:: Written request ::
Recast the part of the records from the line containing "the golden ornate" through the end of the records as a numbered list. Leave out any blank lines.

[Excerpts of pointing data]

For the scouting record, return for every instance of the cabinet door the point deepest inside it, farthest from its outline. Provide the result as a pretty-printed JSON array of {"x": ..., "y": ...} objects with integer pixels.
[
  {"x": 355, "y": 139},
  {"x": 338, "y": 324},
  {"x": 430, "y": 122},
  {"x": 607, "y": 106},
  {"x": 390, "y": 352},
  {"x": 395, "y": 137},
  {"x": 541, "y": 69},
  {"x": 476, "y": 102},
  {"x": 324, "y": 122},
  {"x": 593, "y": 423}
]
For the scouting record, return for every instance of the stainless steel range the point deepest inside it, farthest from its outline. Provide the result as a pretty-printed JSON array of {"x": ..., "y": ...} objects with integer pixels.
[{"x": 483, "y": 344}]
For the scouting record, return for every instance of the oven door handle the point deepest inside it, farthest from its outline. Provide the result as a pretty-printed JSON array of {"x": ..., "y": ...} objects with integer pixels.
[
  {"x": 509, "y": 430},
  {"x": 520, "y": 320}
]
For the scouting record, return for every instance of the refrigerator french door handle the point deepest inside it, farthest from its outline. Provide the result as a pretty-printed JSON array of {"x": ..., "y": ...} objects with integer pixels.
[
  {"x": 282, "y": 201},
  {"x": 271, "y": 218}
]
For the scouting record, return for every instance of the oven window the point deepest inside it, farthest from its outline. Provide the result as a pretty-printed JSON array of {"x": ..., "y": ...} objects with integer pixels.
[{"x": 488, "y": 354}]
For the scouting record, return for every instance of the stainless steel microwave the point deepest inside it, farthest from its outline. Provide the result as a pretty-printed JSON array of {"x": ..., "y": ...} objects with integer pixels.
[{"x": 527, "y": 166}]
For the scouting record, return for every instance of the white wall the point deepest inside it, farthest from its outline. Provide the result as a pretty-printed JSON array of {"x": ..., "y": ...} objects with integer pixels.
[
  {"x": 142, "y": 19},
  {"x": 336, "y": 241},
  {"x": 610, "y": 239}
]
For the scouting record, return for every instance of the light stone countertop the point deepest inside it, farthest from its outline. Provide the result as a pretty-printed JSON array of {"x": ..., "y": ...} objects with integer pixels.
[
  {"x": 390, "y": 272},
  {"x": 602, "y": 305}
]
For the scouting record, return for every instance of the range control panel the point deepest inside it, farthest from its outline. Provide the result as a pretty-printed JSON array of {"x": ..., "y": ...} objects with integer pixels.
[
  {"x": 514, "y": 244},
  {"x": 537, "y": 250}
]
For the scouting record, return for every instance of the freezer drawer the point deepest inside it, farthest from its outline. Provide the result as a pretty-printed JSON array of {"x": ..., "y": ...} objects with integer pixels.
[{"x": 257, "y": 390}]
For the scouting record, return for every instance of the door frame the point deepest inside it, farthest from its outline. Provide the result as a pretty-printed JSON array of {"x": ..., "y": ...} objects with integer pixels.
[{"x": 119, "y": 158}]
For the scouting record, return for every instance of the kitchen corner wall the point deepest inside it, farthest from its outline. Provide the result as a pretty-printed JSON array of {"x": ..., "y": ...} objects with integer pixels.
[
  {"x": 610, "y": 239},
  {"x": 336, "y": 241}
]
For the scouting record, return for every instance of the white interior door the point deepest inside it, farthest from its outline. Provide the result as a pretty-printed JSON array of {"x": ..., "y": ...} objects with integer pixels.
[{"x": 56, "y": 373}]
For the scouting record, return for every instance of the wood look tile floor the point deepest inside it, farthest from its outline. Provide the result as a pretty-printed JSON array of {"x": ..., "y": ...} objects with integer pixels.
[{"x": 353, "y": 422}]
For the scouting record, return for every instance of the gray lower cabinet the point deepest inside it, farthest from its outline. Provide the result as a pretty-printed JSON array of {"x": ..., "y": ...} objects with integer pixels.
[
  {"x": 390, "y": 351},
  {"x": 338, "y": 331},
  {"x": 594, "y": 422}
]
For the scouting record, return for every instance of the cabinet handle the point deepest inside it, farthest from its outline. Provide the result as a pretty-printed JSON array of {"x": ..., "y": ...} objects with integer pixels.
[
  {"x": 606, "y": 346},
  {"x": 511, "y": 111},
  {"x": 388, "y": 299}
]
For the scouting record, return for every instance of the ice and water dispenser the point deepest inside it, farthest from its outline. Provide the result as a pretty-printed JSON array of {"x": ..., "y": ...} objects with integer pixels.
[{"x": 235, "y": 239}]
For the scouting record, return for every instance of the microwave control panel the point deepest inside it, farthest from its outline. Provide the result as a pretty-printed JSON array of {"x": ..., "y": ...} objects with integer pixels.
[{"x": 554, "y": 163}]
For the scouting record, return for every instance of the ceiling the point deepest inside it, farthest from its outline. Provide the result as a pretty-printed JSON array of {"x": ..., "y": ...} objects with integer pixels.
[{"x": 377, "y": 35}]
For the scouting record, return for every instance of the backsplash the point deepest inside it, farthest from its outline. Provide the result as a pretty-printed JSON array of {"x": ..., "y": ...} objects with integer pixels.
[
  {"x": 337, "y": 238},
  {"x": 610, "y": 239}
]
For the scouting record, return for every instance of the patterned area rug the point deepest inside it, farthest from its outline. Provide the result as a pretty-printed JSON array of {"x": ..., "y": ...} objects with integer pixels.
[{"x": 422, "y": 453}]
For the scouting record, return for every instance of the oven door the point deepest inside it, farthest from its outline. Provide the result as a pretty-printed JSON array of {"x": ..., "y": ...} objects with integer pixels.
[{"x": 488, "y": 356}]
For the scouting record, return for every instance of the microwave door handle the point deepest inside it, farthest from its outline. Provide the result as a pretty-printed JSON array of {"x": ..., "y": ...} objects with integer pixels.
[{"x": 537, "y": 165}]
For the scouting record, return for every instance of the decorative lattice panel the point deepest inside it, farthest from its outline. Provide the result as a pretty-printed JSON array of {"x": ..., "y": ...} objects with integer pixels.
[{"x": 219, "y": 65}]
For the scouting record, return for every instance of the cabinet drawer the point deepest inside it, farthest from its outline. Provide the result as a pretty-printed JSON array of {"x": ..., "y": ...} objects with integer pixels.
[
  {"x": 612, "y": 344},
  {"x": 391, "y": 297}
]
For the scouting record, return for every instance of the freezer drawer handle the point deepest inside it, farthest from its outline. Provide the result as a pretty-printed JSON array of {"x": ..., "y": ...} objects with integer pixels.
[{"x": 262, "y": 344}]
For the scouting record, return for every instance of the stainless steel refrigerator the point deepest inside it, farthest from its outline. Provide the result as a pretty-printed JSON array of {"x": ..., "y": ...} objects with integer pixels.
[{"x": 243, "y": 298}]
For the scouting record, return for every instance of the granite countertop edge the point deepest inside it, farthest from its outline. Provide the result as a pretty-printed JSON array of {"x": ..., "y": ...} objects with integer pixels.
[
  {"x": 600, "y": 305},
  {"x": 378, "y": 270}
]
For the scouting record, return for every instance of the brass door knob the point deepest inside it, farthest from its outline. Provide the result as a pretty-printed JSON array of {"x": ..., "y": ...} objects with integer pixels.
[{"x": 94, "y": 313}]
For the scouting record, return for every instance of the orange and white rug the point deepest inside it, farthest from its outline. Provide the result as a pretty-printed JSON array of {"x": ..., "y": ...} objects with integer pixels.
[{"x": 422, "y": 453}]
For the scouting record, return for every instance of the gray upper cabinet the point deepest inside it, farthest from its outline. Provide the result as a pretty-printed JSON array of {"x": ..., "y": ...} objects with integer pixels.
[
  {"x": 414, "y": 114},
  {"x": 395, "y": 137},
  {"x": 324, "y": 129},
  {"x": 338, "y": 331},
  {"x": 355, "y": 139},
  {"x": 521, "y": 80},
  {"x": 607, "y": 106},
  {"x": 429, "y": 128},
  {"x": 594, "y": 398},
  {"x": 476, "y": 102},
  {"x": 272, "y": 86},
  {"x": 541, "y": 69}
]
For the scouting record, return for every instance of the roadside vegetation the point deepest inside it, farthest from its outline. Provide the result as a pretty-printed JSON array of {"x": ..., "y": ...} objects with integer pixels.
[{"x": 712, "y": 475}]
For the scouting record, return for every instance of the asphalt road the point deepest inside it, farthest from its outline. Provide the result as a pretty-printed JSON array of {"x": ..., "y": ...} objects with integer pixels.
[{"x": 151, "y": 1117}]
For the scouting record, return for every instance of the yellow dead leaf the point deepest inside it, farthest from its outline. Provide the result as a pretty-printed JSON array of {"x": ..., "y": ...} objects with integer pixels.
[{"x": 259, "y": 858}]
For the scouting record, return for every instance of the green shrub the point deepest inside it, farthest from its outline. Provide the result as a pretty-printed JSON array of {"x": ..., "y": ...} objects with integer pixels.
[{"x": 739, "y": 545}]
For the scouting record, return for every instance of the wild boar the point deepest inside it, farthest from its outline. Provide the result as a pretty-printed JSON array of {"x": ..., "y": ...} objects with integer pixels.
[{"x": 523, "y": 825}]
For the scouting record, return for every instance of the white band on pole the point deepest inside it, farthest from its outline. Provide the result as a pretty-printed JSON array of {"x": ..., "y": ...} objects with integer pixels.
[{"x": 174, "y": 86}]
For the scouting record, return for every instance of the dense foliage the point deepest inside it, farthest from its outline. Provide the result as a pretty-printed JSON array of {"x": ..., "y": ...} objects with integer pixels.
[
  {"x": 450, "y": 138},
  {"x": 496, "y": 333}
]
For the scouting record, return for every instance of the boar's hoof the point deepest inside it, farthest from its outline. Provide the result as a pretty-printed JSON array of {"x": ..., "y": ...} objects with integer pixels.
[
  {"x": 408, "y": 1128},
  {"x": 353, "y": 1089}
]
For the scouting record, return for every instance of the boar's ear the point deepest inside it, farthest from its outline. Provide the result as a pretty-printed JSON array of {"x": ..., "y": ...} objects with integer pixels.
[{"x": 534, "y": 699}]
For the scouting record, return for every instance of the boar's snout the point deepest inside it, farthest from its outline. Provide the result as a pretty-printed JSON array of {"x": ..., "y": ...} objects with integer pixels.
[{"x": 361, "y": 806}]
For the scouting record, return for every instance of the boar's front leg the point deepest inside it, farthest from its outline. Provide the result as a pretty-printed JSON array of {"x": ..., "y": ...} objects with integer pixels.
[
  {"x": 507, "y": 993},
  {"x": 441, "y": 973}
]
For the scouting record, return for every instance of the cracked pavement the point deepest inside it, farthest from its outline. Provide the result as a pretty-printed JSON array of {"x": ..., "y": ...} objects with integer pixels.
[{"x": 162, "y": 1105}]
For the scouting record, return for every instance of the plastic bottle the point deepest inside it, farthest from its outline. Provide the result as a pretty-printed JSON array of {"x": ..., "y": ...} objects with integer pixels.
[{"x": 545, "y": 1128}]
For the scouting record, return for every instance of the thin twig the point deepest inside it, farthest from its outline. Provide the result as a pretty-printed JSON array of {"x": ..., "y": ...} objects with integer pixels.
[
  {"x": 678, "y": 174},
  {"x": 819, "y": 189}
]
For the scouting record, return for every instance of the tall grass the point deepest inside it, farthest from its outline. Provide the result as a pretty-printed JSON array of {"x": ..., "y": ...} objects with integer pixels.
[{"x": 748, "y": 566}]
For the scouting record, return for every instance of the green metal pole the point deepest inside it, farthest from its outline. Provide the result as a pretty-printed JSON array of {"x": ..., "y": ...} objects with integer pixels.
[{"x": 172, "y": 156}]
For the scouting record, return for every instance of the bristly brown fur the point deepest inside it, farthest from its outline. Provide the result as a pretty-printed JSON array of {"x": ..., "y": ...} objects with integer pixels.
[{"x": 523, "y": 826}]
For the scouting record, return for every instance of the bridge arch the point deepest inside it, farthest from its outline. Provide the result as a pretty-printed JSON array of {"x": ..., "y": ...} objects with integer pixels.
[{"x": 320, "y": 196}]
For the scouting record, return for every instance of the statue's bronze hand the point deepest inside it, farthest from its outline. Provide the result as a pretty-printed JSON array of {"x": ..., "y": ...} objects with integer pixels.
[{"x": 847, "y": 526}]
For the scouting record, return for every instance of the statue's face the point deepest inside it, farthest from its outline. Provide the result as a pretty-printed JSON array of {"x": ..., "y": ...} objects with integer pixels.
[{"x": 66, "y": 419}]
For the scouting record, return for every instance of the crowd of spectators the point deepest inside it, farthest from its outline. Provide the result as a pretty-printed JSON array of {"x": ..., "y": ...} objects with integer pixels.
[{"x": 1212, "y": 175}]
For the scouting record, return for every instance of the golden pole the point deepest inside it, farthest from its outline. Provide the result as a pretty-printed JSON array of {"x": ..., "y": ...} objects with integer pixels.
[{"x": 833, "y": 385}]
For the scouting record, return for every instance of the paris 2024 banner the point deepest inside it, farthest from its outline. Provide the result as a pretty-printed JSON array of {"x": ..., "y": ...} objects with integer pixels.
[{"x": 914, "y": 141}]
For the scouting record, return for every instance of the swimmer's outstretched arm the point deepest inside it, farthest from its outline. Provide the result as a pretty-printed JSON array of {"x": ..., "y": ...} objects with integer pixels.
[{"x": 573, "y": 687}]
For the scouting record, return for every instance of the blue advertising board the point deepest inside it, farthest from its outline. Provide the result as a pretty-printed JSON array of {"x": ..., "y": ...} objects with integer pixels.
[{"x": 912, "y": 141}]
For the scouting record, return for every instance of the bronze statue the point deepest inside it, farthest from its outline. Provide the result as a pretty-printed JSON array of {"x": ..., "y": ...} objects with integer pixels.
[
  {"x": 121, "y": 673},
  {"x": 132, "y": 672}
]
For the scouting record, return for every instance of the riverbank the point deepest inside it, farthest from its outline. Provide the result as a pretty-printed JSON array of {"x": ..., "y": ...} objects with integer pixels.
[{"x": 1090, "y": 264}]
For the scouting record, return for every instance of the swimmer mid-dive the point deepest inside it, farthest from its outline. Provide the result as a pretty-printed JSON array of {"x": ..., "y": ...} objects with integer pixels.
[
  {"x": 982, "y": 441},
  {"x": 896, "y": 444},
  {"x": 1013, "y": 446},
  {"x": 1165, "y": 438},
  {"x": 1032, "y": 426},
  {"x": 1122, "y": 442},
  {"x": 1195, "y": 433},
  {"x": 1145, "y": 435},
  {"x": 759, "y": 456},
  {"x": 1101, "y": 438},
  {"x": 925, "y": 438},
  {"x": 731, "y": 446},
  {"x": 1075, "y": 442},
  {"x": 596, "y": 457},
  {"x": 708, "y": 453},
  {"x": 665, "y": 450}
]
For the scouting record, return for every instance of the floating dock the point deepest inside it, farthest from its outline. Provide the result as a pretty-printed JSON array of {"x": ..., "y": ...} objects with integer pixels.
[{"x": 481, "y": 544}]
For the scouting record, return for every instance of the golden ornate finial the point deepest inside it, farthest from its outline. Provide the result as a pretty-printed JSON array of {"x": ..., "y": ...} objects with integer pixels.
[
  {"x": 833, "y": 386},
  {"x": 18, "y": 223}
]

:: Written response ::
1. For the scouting record, return for every instance of the golden ornate finial the point deepest inside it, farthest from its outline. Provide the result as a pretty-printed JSON array of {"x": ..., "y": ...} objects with integer pixels.
2. [
3.   {"x": 833, "y": 386},
4.   {"x": 18, "y": 223}
5. ]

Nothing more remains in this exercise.